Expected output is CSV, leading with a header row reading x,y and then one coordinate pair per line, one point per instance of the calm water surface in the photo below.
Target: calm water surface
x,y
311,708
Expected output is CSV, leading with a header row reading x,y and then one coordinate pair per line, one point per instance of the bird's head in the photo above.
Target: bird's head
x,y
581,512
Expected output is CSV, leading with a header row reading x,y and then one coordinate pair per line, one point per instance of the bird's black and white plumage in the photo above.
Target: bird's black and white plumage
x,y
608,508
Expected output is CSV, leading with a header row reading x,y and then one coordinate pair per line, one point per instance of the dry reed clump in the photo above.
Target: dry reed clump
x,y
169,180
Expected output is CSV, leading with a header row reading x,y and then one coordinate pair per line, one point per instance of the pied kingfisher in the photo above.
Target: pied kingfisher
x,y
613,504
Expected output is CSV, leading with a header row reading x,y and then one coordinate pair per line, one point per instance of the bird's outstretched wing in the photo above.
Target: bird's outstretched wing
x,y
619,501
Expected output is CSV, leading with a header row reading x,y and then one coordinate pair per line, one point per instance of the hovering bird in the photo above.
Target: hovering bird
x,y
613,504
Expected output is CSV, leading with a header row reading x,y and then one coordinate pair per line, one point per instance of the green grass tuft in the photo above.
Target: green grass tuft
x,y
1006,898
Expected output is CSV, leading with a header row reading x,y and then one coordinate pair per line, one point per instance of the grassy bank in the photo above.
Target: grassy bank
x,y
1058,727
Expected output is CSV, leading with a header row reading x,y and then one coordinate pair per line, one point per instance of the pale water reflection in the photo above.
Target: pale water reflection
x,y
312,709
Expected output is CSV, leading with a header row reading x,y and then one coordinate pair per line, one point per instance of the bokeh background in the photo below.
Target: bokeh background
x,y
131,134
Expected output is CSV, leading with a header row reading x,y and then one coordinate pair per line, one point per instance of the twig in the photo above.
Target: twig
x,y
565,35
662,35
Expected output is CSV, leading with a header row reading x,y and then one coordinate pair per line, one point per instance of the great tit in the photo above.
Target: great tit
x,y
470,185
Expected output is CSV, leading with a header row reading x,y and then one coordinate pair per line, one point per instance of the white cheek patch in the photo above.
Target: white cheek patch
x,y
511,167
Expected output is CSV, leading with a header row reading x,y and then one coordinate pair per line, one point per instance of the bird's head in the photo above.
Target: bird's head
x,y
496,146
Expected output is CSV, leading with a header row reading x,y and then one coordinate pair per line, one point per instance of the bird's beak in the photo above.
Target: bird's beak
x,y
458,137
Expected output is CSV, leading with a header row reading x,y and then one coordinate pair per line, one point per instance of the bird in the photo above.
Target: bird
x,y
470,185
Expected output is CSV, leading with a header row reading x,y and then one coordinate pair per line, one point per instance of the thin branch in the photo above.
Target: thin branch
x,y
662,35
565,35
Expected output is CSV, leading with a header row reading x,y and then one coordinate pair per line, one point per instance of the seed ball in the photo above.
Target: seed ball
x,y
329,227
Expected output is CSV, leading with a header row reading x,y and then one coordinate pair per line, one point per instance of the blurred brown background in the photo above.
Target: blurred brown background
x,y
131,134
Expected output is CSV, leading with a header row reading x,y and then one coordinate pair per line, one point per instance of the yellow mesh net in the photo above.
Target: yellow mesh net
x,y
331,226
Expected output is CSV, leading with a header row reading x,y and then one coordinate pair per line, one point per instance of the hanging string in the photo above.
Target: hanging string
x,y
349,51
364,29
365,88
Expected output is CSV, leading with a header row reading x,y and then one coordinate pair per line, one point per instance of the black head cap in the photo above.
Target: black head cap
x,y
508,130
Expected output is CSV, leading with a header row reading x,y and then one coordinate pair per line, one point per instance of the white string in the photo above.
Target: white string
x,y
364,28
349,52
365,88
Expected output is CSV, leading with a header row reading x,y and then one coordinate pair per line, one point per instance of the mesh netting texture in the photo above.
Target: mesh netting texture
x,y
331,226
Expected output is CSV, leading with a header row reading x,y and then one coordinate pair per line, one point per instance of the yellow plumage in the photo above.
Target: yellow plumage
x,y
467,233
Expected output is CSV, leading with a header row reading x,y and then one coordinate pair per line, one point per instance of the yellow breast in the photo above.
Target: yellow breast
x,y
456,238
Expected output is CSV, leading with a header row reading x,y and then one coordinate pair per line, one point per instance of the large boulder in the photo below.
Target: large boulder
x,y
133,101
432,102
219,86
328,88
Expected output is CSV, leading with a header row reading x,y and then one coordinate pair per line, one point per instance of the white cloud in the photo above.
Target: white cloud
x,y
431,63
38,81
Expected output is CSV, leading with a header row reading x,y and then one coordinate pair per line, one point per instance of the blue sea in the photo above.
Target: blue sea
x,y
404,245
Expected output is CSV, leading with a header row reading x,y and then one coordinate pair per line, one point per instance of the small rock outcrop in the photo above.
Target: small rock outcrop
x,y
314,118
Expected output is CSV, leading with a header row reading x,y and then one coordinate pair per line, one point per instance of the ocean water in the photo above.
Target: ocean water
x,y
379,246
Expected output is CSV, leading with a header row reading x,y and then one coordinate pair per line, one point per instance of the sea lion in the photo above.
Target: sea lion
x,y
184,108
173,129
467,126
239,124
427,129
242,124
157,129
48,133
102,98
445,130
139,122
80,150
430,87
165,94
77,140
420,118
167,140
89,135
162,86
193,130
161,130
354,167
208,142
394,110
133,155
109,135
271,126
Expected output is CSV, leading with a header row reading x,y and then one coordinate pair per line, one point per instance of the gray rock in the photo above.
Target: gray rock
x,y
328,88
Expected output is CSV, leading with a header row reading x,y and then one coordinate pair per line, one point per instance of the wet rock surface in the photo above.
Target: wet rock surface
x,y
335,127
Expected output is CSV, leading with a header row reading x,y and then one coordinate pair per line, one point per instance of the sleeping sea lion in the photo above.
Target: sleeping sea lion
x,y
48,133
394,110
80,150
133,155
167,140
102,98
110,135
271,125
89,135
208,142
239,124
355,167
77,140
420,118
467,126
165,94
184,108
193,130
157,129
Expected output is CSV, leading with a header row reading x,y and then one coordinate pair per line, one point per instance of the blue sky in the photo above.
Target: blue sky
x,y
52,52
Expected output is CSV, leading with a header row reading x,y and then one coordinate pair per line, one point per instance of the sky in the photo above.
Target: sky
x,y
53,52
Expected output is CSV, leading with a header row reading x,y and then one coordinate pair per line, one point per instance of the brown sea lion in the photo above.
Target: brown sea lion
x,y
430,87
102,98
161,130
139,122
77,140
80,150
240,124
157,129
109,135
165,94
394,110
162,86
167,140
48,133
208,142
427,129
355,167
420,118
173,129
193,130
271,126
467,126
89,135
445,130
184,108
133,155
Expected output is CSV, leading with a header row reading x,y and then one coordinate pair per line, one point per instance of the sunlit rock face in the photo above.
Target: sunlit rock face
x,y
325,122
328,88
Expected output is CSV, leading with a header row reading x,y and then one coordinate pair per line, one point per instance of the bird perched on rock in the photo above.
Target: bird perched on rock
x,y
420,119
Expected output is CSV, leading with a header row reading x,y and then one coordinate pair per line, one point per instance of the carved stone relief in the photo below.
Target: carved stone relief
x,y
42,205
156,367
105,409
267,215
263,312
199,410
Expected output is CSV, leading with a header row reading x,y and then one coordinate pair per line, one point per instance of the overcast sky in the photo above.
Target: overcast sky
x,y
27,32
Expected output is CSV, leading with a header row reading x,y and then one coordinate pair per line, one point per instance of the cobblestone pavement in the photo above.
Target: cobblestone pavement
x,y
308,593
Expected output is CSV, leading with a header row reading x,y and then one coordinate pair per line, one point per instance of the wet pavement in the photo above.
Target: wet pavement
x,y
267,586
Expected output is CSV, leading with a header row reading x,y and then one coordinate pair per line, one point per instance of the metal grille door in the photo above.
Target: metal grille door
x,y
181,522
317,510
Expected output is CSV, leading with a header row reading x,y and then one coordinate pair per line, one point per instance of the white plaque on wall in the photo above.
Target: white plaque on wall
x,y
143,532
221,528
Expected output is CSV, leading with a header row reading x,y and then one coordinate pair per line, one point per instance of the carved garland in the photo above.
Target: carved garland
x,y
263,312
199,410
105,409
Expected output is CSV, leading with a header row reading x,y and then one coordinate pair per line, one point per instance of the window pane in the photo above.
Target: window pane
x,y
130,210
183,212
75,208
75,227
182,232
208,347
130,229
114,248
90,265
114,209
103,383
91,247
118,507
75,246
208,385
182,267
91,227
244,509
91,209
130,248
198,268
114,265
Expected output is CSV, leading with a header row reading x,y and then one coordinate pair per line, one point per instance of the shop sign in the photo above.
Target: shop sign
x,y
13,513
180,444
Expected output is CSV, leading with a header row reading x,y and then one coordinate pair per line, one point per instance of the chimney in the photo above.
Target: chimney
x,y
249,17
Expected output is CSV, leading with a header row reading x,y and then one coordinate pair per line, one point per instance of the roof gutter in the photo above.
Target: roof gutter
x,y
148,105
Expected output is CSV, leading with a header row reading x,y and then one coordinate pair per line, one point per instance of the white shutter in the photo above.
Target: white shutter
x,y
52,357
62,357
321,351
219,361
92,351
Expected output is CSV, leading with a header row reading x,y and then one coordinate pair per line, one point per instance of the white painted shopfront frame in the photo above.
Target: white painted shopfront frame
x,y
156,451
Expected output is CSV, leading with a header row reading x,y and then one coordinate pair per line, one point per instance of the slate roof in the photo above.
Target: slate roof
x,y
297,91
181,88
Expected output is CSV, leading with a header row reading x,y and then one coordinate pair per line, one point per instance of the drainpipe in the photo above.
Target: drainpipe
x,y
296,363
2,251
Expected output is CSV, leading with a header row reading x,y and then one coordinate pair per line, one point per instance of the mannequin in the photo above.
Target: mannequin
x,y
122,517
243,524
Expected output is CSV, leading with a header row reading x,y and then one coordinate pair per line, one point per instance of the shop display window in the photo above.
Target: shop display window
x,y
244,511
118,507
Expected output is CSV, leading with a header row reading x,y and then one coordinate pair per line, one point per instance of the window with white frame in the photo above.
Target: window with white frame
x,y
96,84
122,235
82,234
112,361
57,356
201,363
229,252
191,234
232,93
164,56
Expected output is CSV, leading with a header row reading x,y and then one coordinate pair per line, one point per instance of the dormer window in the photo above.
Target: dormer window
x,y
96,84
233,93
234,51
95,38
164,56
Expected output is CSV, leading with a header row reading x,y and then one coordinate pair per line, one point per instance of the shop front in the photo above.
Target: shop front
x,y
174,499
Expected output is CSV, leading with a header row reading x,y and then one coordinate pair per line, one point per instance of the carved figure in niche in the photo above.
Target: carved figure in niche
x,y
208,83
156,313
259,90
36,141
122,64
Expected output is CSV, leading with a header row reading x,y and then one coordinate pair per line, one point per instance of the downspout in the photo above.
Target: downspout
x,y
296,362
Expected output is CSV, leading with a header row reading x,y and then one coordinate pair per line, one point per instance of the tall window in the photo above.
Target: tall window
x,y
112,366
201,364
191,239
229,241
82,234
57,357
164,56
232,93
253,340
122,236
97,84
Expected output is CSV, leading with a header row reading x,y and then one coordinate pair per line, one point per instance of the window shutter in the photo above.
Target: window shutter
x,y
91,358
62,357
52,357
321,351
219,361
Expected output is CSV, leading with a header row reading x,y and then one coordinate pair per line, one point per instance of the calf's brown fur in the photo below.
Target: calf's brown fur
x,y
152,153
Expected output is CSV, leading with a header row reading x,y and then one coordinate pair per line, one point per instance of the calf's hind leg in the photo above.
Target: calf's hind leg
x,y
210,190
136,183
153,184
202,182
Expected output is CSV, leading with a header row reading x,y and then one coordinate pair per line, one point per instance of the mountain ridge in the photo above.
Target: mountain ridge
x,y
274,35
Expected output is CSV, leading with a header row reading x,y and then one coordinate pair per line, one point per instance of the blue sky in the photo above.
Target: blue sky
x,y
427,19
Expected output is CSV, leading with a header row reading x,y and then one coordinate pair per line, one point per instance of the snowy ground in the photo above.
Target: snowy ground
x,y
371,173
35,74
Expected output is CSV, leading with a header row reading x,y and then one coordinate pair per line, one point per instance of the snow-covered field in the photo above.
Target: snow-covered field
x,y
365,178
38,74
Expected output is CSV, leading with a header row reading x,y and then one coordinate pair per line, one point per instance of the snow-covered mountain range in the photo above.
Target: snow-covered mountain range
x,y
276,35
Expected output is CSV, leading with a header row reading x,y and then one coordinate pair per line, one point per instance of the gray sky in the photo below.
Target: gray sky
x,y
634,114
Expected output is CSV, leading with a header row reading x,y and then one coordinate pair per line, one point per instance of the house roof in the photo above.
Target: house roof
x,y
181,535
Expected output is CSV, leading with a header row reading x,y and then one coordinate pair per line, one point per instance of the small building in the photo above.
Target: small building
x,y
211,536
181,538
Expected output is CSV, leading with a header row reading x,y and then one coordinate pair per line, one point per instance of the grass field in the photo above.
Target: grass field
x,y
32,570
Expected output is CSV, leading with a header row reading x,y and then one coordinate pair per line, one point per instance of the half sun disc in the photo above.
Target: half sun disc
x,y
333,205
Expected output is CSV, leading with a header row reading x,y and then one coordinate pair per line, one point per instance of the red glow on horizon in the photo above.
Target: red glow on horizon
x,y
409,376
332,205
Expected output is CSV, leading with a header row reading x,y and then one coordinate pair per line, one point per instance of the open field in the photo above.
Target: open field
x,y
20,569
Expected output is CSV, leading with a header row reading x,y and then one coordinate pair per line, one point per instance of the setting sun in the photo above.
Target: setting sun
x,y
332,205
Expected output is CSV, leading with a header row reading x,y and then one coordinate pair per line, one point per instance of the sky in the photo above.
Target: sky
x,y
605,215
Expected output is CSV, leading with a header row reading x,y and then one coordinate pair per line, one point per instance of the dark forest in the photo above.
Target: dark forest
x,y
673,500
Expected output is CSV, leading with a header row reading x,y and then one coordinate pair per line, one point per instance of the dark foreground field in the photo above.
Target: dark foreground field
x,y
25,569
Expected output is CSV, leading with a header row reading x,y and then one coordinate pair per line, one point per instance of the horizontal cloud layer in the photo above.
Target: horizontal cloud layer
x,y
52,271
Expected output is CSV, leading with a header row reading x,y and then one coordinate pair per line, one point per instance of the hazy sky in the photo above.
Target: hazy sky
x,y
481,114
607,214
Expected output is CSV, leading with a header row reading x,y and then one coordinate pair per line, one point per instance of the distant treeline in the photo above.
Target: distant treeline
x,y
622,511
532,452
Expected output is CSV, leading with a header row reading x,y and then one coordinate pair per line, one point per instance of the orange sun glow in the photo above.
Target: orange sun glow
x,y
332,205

********************

TASK PROMPT: Starting at the line that contains "treeline in the photo above.", write out every line to the end of the entries, exactly as given.

WRITTEN SOLUTION:
Expected output is CSV, leading with a header row reading x,y and then one coordinate pair per line, one point per instance of the distant treeline in the photo above.
Target: distant treeline
x,y
622,511
532,452
Expected output is CSV, leading with a header row reading x,y and then one coordinate pair per line, one point per instance of the orange sun glow in the photo above.
Target: orange sun glow
x,y
332,205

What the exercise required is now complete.